(Data drawn from a collection)
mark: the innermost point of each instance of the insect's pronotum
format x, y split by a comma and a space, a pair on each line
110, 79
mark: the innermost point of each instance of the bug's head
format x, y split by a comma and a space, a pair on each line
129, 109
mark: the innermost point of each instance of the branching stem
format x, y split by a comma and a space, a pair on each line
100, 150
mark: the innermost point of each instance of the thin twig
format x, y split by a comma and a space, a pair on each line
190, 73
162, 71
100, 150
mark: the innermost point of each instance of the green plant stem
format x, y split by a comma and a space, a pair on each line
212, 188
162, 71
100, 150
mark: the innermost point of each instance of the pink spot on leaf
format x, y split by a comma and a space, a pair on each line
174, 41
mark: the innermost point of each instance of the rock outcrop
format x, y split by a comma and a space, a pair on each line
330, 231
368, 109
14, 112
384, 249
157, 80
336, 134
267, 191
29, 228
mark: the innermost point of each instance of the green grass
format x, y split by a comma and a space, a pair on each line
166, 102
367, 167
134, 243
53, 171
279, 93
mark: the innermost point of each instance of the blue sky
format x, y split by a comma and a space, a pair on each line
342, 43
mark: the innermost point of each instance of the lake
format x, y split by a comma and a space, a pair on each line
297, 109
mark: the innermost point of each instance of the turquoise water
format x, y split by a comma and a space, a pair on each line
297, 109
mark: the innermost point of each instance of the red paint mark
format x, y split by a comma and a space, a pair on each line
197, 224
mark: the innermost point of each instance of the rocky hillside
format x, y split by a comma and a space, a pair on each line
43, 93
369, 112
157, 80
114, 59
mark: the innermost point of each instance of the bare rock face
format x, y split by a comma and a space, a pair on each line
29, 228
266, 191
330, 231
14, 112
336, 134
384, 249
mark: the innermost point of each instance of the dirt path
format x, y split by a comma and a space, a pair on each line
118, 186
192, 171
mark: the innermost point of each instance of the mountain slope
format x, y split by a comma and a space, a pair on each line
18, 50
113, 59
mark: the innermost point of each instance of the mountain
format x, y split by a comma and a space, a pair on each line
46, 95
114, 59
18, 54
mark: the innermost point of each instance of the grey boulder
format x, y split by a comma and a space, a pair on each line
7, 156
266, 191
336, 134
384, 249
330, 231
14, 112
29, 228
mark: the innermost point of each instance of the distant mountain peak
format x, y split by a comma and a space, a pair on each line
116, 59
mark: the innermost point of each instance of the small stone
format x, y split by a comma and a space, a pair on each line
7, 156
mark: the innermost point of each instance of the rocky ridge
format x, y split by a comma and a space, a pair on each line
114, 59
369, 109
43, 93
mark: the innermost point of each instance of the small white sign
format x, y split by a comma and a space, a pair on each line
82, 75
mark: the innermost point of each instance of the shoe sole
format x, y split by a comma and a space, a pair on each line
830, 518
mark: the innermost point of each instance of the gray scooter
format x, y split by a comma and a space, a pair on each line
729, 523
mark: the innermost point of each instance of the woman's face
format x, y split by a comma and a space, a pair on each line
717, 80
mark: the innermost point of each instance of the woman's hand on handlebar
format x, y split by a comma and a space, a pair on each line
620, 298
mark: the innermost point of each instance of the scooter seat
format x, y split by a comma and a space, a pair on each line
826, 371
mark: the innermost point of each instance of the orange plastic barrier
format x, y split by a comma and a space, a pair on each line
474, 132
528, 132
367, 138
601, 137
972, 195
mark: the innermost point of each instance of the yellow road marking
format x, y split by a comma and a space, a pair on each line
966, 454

---

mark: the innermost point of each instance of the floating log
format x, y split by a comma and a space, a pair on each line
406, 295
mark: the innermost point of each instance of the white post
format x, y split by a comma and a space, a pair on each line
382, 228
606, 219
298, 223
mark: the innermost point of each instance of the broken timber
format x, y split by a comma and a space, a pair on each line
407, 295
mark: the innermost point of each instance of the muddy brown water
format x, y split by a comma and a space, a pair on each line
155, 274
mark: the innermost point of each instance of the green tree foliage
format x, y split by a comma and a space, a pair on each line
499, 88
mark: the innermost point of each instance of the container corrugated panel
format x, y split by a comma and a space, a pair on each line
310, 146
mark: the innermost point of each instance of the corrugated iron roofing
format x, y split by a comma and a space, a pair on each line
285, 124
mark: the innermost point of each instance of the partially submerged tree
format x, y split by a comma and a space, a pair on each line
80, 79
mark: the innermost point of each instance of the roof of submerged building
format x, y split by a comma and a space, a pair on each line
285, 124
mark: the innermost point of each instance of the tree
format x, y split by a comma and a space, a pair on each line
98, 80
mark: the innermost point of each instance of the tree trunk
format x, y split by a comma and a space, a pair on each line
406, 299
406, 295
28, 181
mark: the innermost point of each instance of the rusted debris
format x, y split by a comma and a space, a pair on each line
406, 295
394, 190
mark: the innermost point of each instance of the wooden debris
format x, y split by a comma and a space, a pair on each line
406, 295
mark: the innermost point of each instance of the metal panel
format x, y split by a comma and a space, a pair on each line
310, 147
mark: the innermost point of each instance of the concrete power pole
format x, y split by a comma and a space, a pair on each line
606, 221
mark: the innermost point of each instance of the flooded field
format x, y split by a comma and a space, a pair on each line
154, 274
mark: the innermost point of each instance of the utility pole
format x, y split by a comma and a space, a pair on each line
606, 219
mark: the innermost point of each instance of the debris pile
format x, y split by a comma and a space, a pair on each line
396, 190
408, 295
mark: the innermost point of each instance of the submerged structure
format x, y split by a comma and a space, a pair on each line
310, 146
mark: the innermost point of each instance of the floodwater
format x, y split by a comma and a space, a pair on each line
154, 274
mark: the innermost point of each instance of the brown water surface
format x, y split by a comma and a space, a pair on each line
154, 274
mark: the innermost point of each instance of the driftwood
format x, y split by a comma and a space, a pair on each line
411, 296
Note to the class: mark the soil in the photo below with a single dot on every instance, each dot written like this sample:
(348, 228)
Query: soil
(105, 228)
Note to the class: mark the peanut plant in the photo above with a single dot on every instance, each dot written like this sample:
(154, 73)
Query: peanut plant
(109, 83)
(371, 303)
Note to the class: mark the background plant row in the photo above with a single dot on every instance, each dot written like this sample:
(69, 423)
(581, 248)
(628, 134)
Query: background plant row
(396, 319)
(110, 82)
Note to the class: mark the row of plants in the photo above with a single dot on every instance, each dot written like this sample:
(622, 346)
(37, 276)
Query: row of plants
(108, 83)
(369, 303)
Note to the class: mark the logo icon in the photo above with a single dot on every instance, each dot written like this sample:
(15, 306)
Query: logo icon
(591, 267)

# [Challenge]
Report every line of the listing above that contains the string "corrugated", copying each one in full.

# [Answer to this problem]
mark: the innermost point of each instance of the container corrugated panel
mark: the innermost point of each instance of the corrugated iron roofing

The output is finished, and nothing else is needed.